On Monday, Interior Minister Sheikh Rashid had urged the opposition to reconsider their rally in Islamabad on March 23.
"On March 23, leaders from different countries would be in Islamabad to attend an Organisation of Islamic Cooperation (OIC) summit," Rashid said.
"Reconsider your decisions. There is Covid-19 and [then] there are terrorism-related threats," he said.
Meanwhile, talking about the Transparency International (TI) report released earlier on Tuesday, the PDM chief said the government had labeled all opposition leaders as corrupt but the report exposed the true face of the incumbent government.
Transparency International: Pakistan's rank worsens in corruption perception index
"Parties formed by external powers are not the true representatives of the people," the PDM chief claimed.
Pakistan's position has worsened in the latest corruption perception index, dropping from 124th to 140th place among 180 countries, revealed Transparency International's (TI) Corruption Perceptions Index (CPI 2021) report.
Transparency International, the leading civil society organisation working to end corruption worldwide, released its CPI, showing 25 countries improved their ranking while 23 worsened.
The CPI ranks 180 countries and territories by their perceived levels of public sector corruption on a scale of zero (highly corrupt) to 100 (very clean). The CPI global average remains unchanged at 43 for the tenth year in a row, and two-thirds of countries score below 50.

**Provided information:**
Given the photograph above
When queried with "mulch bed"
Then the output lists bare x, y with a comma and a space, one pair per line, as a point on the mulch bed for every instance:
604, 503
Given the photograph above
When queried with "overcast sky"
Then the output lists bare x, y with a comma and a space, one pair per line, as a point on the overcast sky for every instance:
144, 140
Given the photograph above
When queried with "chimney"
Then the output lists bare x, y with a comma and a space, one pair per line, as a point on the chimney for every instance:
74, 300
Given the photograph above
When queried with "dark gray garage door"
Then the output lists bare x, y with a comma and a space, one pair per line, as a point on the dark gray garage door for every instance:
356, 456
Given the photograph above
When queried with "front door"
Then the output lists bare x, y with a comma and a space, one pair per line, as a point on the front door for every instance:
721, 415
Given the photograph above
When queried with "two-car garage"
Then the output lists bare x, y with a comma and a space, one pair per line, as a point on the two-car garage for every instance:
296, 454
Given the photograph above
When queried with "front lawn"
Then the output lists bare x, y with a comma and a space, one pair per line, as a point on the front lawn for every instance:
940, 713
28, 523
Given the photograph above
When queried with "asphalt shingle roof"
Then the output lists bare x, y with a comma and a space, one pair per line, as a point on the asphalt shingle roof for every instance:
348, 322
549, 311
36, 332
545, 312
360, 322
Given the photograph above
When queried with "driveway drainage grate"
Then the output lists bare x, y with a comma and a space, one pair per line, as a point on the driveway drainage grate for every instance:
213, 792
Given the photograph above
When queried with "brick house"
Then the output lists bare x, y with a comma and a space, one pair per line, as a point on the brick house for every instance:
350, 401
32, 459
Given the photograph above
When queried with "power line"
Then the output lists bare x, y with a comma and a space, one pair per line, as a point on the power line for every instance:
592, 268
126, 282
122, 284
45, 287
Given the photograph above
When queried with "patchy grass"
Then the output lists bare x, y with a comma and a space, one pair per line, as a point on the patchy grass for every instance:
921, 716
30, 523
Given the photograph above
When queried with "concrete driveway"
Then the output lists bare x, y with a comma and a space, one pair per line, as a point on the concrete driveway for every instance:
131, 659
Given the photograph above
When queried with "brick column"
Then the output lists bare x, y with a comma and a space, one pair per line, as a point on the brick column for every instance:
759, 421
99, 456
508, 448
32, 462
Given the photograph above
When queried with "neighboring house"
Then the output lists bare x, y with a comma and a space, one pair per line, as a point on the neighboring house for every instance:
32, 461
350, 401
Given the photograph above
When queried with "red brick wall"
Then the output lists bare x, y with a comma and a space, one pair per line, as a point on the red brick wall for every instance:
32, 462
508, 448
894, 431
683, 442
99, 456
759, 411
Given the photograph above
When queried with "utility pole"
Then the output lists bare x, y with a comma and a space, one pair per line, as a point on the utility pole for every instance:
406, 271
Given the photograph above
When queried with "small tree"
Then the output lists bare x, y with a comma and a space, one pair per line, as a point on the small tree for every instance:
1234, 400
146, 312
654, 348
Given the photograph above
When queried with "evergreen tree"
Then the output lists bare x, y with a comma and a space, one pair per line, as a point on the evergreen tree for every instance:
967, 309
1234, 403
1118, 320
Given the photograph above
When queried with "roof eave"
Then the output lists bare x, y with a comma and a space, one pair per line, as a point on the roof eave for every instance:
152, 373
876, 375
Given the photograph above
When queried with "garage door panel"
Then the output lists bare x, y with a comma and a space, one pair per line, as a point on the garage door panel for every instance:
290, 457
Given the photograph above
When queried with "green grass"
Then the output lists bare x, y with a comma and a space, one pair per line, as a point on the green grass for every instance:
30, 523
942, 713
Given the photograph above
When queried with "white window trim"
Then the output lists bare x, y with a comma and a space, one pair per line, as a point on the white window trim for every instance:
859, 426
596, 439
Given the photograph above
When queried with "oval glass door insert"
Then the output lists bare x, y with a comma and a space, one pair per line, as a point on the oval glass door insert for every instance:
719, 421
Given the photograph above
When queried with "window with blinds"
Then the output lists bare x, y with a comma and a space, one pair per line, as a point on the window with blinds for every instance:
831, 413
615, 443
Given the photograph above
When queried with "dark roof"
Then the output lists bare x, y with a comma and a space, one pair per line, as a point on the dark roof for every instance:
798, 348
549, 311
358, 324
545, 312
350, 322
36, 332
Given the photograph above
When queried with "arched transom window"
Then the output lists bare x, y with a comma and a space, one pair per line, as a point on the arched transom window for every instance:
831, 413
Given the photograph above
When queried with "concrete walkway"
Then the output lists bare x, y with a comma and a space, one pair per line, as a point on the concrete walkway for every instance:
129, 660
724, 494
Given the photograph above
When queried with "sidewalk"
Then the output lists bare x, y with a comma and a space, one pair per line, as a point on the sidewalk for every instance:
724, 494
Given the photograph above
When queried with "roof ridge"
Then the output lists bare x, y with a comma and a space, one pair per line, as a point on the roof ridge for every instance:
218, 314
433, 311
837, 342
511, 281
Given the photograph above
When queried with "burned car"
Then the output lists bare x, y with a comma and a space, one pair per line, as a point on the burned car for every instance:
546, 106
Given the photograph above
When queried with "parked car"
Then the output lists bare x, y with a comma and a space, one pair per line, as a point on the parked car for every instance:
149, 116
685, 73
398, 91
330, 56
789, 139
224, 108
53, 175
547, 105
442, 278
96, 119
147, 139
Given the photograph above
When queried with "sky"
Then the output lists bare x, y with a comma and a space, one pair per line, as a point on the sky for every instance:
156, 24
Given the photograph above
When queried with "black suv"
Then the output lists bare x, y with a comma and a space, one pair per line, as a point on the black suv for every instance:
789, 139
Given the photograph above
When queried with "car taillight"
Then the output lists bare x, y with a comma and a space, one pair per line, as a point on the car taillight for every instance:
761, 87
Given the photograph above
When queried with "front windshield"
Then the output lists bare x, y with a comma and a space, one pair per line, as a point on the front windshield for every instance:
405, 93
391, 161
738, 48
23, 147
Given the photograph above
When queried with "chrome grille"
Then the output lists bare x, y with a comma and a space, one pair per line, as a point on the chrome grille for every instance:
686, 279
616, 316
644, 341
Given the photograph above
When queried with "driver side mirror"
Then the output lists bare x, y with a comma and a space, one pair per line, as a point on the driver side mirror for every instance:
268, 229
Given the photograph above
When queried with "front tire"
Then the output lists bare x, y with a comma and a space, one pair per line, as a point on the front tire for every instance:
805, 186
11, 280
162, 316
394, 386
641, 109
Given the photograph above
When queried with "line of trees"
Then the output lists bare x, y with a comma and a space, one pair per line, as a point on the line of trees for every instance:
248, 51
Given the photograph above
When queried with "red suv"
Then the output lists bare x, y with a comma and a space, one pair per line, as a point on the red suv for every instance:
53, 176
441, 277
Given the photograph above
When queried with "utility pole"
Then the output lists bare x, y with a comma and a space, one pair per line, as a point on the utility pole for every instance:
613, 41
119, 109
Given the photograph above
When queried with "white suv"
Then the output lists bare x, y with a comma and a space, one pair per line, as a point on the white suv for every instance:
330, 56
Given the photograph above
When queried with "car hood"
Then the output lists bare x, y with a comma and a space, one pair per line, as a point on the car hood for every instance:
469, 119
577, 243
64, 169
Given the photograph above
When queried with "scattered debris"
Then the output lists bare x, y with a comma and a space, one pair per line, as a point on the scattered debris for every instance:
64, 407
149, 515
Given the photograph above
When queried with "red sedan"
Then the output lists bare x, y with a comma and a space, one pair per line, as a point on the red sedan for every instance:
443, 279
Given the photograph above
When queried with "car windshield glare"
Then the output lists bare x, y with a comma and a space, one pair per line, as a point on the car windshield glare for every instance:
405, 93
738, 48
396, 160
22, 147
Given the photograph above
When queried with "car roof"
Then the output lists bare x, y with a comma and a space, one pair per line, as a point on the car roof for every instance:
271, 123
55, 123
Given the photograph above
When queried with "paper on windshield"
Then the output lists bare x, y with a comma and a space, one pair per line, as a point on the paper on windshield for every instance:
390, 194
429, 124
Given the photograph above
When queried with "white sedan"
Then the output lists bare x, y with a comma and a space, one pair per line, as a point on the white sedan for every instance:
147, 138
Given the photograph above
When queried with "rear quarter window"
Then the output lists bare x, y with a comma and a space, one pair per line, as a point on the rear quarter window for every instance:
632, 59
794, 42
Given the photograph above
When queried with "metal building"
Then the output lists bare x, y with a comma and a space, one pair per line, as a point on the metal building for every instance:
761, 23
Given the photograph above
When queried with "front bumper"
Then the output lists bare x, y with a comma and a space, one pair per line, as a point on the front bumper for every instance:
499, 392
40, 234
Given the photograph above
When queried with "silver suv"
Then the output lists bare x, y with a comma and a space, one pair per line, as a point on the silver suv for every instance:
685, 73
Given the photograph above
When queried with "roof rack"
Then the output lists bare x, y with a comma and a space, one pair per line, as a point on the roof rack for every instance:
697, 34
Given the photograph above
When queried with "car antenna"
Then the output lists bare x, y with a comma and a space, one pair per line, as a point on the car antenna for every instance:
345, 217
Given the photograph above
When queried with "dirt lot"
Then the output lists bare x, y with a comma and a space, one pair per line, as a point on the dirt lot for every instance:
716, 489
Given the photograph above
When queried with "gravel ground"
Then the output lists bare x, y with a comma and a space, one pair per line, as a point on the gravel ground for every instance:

**Requirement:**
In the passage on Pakistan's corruption ranking, what place does Pakistan now hold in the Corruption Perceptions Index? Answer using only the text, not the records.

**Answer space:**
140th place among 180 countries, down from 124th.